- _Selected extract_
####

And thus may Rays and Refractions be considered, if Light be propagated
in an instant. But by an Argument taken from the Æquations of the times
of the Eclipses of _Jupiter's Satellites_, it seems that Light is
propagated in time, spending in its passage from the Sun to us about
seven Minutes of time: And therefore I have chosen to define Rays and
Refractions in such general terms as may agree to Light in both cases.
DEFIN. III.
_Reflexibility of Rays, is their Disposition to be reflected or turned
back into the same Medium from any other Medium upon whose Surface they
fall. And Rays are more or less reflexible, which are turned back more
or less easily._ As if Light pass out of a Glass into Air, and by being
inclined more and more to the common Surface of the Glass and Air,
begins at length to be totally reflected by that Surface; those sorts of
Rays which at like Incidences are reflected most copiously, or by
inclining the Rays begin soonest to be totally reflected, are most
reflexible.
DEFIN. IV.
_The Angle of Incidence is that Angle, which the Line described by the
incident Ray contains with the Perpendicular to the reflecting or
refracting Surface at the Point of Incidence._
DEFIN. V.
_The Angle of Reflexion or Refraction, is the Angle which the line
described by the reflected or refracted Ray containeth with the
Perpendicular to the reflecting or refracting Surface at the Point of
Incidence._
DEFIN. VI.
_The Sines of Incidence, Reflexion, and Refraction, are the Sines of the
Angles of Incidence, Reflexion, and Refraction._
DEFIN. VII
_The Light whose Rays are all alike Refrangible, I call Simple,
Homogeneal and Similar; and that whose Rays are some more Refrangible
than others, I call Compound, Heterogeneal and Dissimilar._ The former
Light I call Homogeneal, not because I would affirm it so in all
respects, but because the Rays which agree in Refrangibility, agree at
least in all those their other Properties which I consider in the
following Discourse.
DEFIN. VIII.
_The Colours of Homogeneal Lights, I call Primary, Homogeneal and
Simple; and those of Heterogeneal Lights, Heterogeneal and Compound._
For these are always compounded of the colours of Homogeneal Lights; as
will appear in the following Discourse.

####

[Excerpts of pointing data]
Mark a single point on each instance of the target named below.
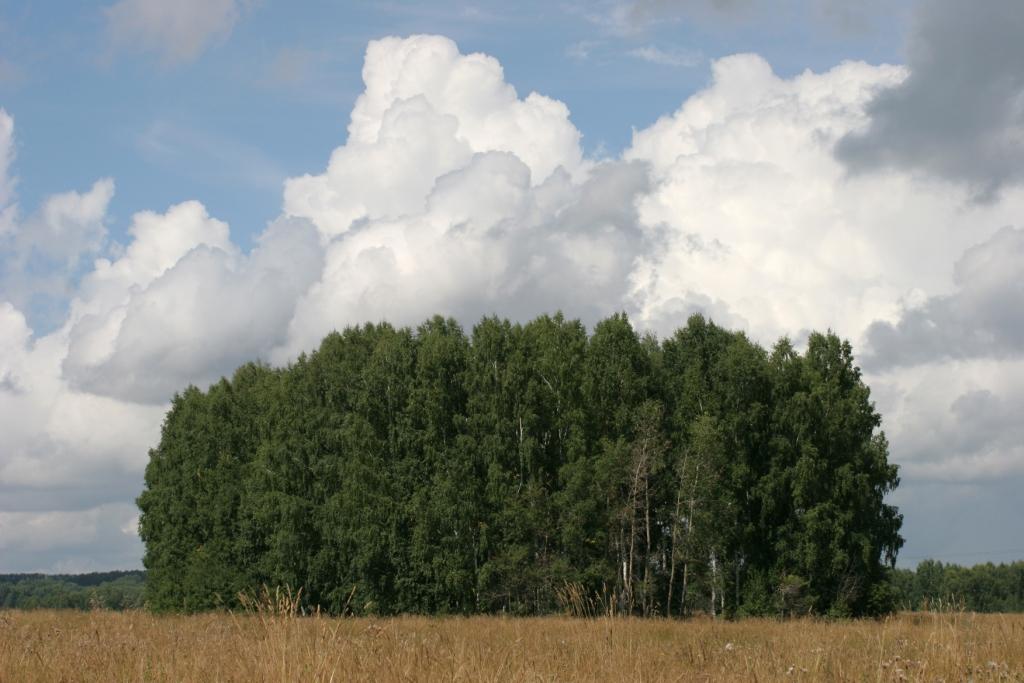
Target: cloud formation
(960, 114)
(982, 318)
(177, 32)
(455, 195)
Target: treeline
(982, 588)
(107, 590)
(432, 471)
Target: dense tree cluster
(432, 471)
(982, 588)
(109, 590)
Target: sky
(186, 186)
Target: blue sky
(184, 186)
(268, 100)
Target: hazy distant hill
(111, 590)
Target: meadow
(270, 645)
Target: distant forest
(107, 590)
(983, 588)
(433, 471)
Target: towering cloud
(958, 116)
(455, 195)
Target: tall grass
(271, 640)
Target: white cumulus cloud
(455, 195)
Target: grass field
(268, 646)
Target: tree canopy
(434, 471)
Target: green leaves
(430, 471)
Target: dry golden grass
(266, 645)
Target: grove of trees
(434, 471)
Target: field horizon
(264, 644)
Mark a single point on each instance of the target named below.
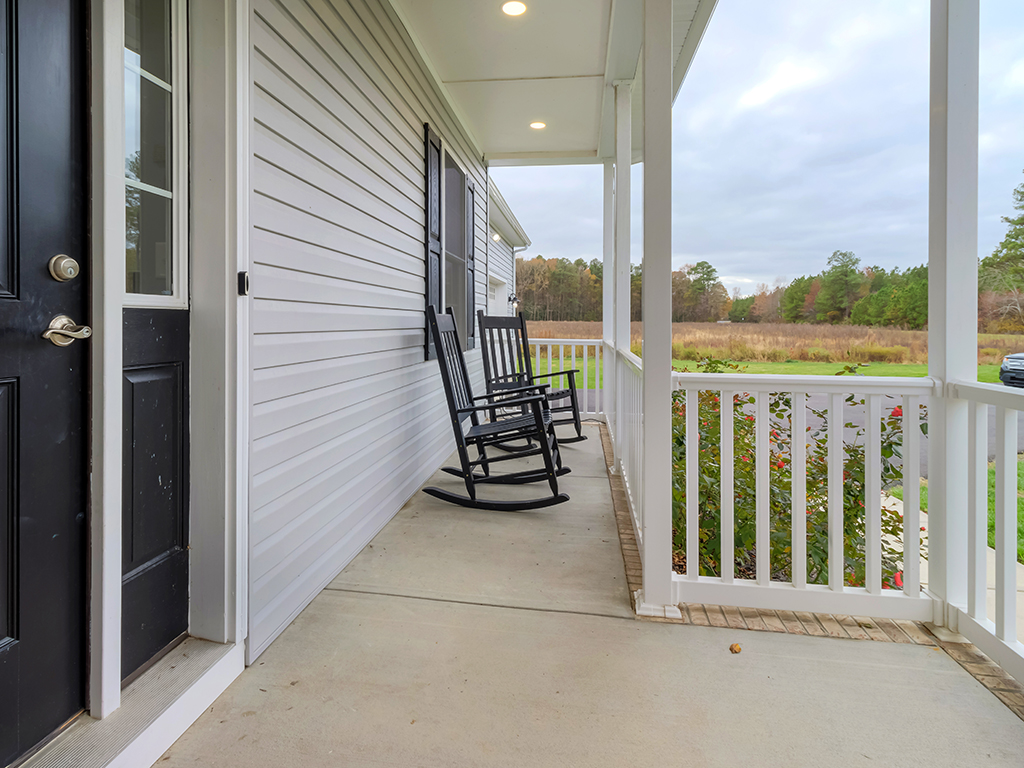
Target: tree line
(846, 291)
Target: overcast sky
(802, 129)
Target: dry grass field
(779, 343)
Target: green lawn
(898, 493)
(986, 374)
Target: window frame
(469, 228)
(178, 299)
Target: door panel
(155, 499)
(43, 434)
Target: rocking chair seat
(505, 426)
(528, 419)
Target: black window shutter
(470, 265)
(433, 231)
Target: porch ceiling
(555, 64)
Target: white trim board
(156, 710)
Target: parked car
(1012, 370)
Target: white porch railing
(837, 596)
(994, 632)
(629, 423)
(988, 619)
(586, 355)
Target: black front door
(43, 434)
(155, 501)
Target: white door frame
(219, 396)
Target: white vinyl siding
(347, 419)
(502, 262)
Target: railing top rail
(534, 341)
(810, 384)
(632, 359)
(991, 394)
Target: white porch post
(657, 309)
(621, 275)
(952, 252)
(608, 312)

####

- _To-do list_
1. Reproduce word for word the part of the definitions of rays and light that starts at "DEFIN. VIII." and ends at "the following Discourse.".
2. Quote the rows starting at the line containing "Target: white cumulus cloud" and ending at the line containing "(1012, 370)", both included, and leave out any pictures.

- _Solutions to the exercise_
1.
DEFIN. VIII.
_The Colours of Homogeneal Lights, I call Primary, Homogeneal and
Simple; and those of Heterogeneal Lights, Heterogeneal and Compound._
For these are always compounded of the colours of Homogeneal Lights; as
will appear in the following Discourse.

2.
Target: white cumulus cloud
(455, 195)
Target: grass field
(268, 646)
Target: tree canopy
(434, 471)
Target: green leaves
(430, 471)
Target: dry golden grass
(266, 645)
Target: grove of trees
(434, 471)
Target: field horizon
(264, 644)
Mark a single point on each instance of the target named below.
Target: tree line
(846, 291)
Target: overcast sky
(802, 129)
Target: dry grass field
(779, 343)
Target: green lawn
(898, 493)
(986, 374)
Target: window frame
(469, 228)
(178, 299)
Target: door panel
(155, 499)
(43, 434)
Target: rocking chair seat
(505, 426)
(528, 419)
Target: black window shutter
(470, 265)
(433, 231)
Target: porch ceiling
(555, 64)
Target: white trim board
(156, 710)
Target: parked car
(1012, 370)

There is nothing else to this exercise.